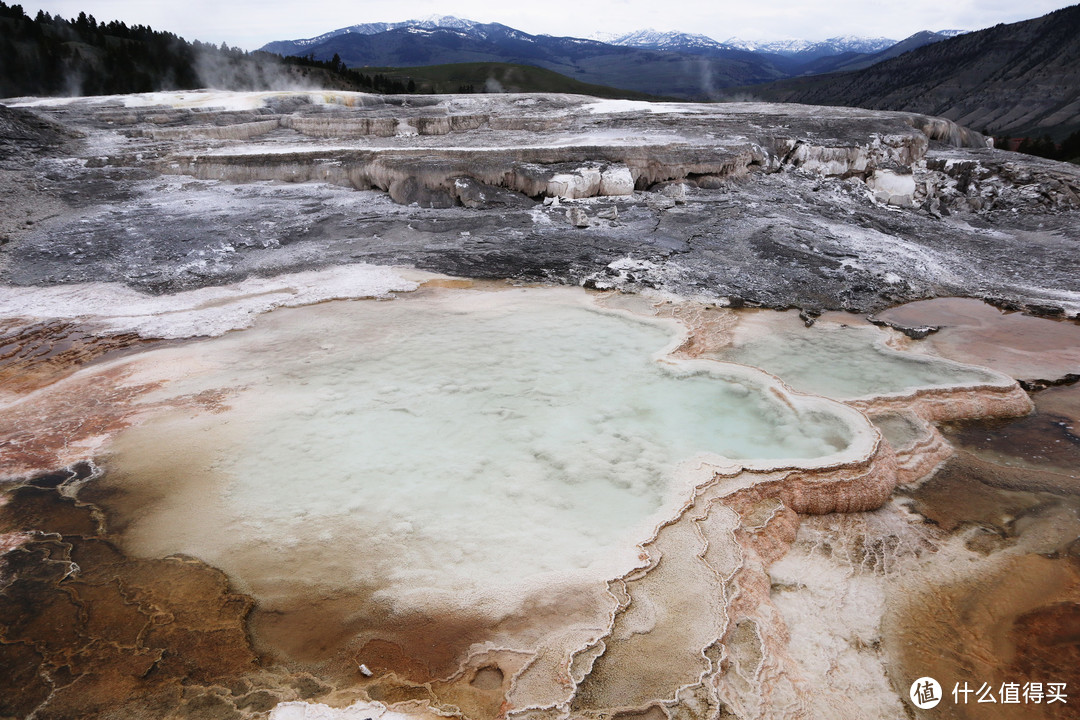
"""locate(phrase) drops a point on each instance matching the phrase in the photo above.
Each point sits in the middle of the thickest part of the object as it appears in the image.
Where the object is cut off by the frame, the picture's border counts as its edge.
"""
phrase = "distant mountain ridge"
(448, 40)
(670, 64)
(1016, 79)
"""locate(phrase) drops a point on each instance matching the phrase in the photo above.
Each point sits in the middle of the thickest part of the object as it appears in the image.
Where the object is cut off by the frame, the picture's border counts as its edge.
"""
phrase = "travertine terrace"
(294, 423)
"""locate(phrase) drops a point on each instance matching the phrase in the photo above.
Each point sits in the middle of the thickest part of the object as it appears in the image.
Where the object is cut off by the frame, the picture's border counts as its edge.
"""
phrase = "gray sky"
(250, 24)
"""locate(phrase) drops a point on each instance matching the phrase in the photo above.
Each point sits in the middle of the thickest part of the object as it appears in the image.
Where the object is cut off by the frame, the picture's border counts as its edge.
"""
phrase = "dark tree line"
(370, 83)
(50, 55)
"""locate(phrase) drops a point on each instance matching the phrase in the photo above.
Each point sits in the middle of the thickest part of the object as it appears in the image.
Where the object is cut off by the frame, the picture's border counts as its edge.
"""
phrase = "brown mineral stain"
(35, 354)
(1047, 440)
(1012, 616)
(1017, 623)
(973, 331)
(95, 632)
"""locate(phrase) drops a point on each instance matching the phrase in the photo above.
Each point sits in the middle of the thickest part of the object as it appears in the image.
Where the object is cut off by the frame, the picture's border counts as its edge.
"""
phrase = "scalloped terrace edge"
(729, 496)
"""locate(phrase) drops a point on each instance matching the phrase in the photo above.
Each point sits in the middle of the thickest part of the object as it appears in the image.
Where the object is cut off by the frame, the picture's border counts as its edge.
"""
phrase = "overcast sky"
(250, 24)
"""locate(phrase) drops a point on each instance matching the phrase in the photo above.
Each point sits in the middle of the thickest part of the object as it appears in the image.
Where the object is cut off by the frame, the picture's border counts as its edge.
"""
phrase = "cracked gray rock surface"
(745, 203)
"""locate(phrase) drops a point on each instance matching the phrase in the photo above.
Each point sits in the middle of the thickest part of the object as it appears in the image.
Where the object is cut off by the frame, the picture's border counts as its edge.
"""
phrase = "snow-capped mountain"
(791, 48)
(657, 40)
(430, 23)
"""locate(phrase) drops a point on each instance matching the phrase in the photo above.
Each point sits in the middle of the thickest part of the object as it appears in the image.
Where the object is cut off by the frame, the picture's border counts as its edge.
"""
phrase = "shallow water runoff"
(448, 443)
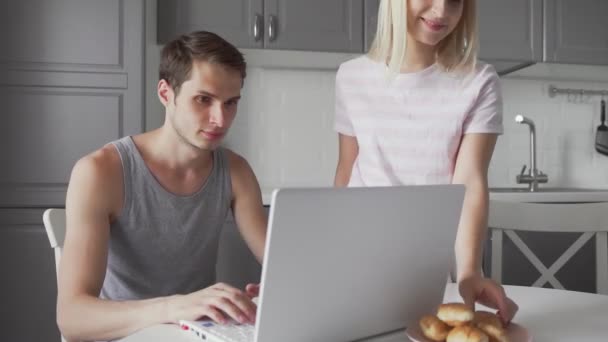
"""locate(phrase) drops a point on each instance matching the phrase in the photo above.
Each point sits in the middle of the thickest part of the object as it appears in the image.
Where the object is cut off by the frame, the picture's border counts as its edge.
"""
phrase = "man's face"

......

= PROBLEM =
Output the entries exactly as they appear, with no pictures included.

= FINISHED TASK =
"""locate(phrase) drops a point on each instance matching the phrase in the photo above.
Each point sits in the middle of the thickest part of the object as it appears in the image.
Where the object is cut off by the frame, the picture's border counts as its edge.
"""
phrase = "distant mountain ridge"
(448, 40)
(670, 64)
(1016, 79)
"""locate(phrase) drops a point on each instance matching the phrase in the photo above.
Each point sits in the middle of the thickest part of the object as it appears in the image.
Where the object is cut off by the frame, the picture's border counts as its edge.
"""
phrase = "travertine terrace"
(294, 423)
"""locate(phrase) drops a point on each instance matching the phrase in the photo above.
Each point sits in the middle of the thickest part of the object as it appears in the image.
Where the object is cut off by the frame, the picture's border counts as its edge.
"""
phrase = "gray sky"
(250, 24)
"""locate(phrase) drops a point on each instance matching the phrase in the photo above.
Each point sits in the middle of the thickest part of the object as it appears in the image.
Where the object is cut off by the frame, the picture's border counts as its edge.
"""
phrase = "dark tree line"
(370, 83)
(50, 55)
"""locate(phrase) drops a point on each instance matching the phrase in the photo above.
Each point sits in the middle of the thickest part of the object as it appears in the image.
Where the object is cut off by the frame, the picture's border counts as its edge.
"""
phrase = "brown mineral stain"
(35, 354)
(1047, 440)
(1012, 616)
(1017, 623)
(973, 331)
(95, 632)
"""locate(phrase) drops a point on each instance matching the phrase in the photo above.
Each point sits in the middle of the thickest part of the object as it appears in the image.
Where the object is cut off by the frame, the picture's border counts as its edge.
"""
phrase = "scalloped terrace edge"
(729, 496)
"""locate(phrase) drops a point on each instance matching the phrase in the photo above.
Each point sits in the middle of the thickest part of the object as it appears in the image.
Where the object is cut off by the frame, the picture's border counts as its edge.
"""
phrase = "overcast sky"
(250, 24)
"""locate(phrase) drops a point on each instance matching the phrase in the photo above.
Each point sits in the middle of the thickest part of the object as it appears in the image.
Where the object is cut off by the frame, the picture's border counts as its edge.
"""
phrase = "cracked gray rock surface"
(745, 203)
"""locate(phrase) drops a point on each instance matching the phrase in the photo above.
Each point sits in the middle of the thickest part of the object as it appears in the image.
Where the object is cut off by the frame, the picture's border counts as its edge.
"""
phrase = "snow-capped mountain"
(791, 48)
(657, 40)
(430, 23)
"""locate(phrase) drops a point on each instance matching the phrase in the photo above.
Each point sits in the middle of the thickest part of the object as it appears in the image.
Where the object is cut off by the frame, the picture's border counts as its edge.
"""
phrase = "shallow water runoff"
(448, 443)
"""locate(phrase) drops a point on each instance matching the phrase in the photo above.
Each point sits in the middle of the thickest part of the object as it appears in the image.
Where the object is cut off by the frame, the picture's border counts as its edge.
"""
phrase = "man's face"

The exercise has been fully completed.